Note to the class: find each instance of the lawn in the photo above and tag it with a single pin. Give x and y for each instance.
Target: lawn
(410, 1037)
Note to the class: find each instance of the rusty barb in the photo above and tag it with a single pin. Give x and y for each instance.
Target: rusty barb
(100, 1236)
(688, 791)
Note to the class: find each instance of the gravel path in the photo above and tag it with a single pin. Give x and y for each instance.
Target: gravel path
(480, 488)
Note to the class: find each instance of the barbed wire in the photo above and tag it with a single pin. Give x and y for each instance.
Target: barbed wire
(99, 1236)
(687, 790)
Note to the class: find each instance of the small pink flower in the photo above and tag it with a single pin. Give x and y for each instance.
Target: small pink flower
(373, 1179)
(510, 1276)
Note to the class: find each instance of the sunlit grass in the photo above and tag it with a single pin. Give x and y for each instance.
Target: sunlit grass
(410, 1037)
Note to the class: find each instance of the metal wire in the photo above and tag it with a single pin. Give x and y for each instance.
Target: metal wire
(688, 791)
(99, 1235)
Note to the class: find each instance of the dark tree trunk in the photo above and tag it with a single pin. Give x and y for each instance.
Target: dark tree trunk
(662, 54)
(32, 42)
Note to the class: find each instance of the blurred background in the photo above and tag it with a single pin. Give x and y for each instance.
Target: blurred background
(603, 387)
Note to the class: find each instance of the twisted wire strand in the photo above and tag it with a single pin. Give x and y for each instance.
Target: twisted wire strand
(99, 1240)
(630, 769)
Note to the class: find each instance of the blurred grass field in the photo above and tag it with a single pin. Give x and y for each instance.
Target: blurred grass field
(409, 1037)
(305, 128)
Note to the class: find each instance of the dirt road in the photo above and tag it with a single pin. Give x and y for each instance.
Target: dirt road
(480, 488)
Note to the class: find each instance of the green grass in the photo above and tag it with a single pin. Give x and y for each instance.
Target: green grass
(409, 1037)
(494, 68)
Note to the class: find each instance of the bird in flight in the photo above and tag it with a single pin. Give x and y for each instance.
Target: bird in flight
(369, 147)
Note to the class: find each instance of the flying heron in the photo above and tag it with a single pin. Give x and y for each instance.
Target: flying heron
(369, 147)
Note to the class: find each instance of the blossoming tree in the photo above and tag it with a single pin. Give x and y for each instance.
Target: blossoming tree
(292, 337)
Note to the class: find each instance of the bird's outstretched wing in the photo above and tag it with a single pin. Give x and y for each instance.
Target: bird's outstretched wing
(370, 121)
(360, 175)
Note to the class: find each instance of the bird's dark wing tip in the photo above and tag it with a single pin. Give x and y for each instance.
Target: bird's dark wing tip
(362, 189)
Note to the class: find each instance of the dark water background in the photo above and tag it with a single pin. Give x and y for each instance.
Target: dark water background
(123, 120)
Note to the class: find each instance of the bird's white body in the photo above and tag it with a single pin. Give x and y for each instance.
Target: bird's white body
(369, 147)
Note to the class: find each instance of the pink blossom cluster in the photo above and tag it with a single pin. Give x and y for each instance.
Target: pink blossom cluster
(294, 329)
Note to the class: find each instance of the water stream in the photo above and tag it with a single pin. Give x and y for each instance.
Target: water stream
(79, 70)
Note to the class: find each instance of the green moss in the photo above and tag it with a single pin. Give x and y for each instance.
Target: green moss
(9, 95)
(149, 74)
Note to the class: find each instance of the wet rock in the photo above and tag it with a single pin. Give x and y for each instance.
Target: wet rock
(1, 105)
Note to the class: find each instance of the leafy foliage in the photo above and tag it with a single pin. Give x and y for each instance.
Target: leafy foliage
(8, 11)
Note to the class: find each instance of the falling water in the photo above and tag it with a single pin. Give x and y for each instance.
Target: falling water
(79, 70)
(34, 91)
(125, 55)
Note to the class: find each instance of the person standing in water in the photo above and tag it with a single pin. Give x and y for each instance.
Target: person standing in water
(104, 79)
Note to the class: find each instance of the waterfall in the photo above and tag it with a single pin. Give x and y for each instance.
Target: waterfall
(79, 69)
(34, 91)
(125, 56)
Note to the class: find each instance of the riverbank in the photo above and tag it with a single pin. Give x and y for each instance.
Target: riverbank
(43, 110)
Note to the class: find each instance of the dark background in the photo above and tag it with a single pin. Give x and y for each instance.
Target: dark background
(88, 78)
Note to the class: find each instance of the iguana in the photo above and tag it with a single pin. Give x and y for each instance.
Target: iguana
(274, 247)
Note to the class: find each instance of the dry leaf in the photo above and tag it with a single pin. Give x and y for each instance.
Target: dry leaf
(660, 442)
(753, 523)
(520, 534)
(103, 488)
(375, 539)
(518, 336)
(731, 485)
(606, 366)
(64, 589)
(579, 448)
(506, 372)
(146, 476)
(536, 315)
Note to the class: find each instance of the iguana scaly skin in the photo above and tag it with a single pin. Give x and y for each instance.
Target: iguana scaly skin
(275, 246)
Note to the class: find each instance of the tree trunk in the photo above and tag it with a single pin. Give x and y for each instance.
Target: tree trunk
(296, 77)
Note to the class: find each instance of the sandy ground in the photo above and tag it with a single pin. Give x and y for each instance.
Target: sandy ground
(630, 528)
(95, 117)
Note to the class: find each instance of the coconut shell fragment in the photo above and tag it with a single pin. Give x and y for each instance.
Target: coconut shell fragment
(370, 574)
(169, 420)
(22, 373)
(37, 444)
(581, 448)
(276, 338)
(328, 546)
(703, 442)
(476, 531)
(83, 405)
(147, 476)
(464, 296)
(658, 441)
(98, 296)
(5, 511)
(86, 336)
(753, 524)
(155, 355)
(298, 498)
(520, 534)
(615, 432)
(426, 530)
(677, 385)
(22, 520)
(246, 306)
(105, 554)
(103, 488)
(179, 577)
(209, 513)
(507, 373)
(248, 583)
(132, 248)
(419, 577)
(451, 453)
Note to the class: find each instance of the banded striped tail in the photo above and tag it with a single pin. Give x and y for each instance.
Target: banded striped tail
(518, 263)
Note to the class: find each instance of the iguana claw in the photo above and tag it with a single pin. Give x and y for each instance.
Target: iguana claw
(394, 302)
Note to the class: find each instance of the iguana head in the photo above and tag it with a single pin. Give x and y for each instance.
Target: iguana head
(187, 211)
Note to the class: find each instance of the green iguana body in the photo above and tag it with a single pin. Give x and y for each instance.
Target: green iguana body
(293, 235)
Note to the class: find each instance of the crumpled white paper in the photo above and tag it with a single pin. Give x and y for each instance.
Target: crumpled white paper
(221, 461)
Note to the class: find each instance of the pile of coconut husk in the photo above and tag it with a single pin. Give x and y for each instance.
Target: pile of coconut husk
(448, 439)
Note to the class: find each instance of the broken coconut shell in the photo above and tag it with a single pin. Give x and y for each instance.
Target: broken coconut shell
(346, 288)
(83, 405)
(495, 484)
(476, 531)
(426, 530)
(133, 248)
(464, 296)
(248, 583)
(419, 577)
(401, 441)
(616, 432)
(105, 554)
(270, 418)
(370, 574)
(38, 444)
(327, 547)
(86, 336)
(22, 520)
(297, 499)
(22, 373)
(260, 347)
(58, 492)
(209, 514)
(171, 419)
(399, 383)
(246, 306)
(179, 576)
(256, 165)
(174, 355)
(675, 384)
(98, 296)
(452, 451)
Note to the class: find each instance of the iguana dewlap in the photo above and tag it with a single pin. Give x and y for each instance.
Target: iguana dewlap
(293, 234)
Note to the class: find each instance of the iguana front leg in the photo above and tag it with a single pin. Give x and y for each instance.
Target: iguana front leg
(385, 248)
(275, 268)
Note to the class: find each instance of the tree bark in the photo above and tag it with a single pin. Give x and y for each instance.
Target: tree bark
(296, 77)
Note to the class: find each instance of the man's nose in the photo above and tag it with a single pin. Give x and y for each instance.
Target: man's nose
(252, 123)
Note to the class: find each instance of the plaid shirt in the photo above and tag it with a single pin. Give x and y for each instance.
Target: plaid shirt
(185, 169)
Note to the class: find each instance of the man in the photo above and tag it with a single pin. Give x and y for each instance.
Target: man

———

## [Exercise instructions]
In the listing above, find the line containing "Note to the class: find each instance of the tree bark", then reproduce it and each line after it through the end, exactly and with nothing added.

## [Task output]
Note to the class: find each instance of the tree bark in the photo above and tag it with a single pin. Give x and y for each instance.
Target: tree bark
(296, 77)
Note to the class: find each instance of the man's nose in the photo above and tag it with a single pin. Give x and y for each instance.
Target: man's nose
(252, 123)
Note to the class: find each instance of the plaid shirt in the photo above and tag it with a single pin. Give x and y for each instance.
Target: plaid shirt
(185, 169)
Note to the class: find each instance of the man in the photo above and tag it with a single pin. Give x and y for each instance.
Target: man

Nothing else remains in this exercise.